### Supplied material
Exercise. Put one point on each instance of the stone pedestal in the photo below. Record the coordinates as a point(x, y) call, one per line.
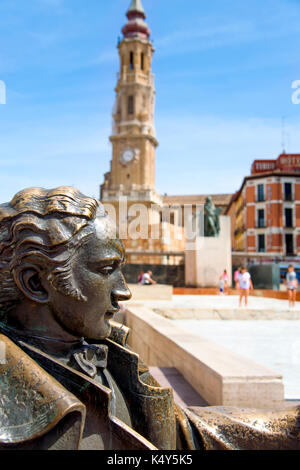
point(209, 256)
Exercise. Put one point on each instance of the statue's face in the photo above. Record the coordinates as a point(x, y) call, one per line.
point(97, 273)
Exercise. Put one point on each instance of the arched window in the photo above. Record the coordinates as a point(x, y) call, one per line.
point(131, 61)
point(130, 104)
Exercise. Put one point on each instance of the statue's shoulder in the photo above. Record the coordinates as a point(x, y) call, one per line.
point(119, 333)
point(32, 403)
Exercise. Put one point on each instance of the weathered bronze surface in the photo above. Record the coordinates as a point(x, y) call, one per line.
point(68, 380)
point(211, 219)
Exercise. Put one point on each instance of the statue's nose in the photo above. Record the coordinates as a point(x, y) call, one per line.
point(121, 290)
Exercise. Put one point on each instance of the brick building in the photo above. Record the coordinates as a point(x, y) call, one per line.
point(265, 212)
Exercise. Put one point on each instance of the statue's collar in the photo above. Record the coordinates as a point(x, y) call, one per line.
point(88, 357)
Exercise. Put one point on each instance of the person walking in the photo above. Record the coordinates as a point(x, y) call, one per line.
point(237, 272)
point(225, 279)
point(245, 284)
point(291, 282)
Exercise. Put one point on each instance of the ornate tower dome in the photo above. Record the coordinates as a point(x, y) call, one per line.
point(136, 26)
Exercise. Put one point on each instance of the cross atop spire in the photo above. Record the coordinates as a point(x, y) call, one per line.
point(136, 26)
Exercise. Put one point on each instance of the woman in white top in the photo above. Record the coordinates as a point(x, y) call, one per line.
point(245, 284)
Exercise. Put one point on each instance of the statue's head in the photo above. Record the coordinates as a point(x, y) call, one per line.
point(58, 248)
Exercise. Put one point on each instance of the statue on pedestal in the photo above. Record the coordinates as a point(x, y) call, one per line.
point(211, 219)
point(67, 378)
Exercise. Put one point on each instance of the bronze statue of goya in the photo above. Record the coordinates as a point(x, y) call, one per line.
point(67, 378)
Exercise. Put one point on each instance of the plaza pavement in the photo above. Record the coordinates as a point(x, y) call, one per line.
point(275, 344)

### What to work on
Exactly and exclusively, repeat the lines from the line that contains "Exercise. Put one point on each instance of the plaza" through the end of the records, both ends included.

### Task result
Exercise. Put one point on each instance of the plaza pavement in the photo above. Record the coordinates as a point(x, y) call, one per line.
point(275, 344)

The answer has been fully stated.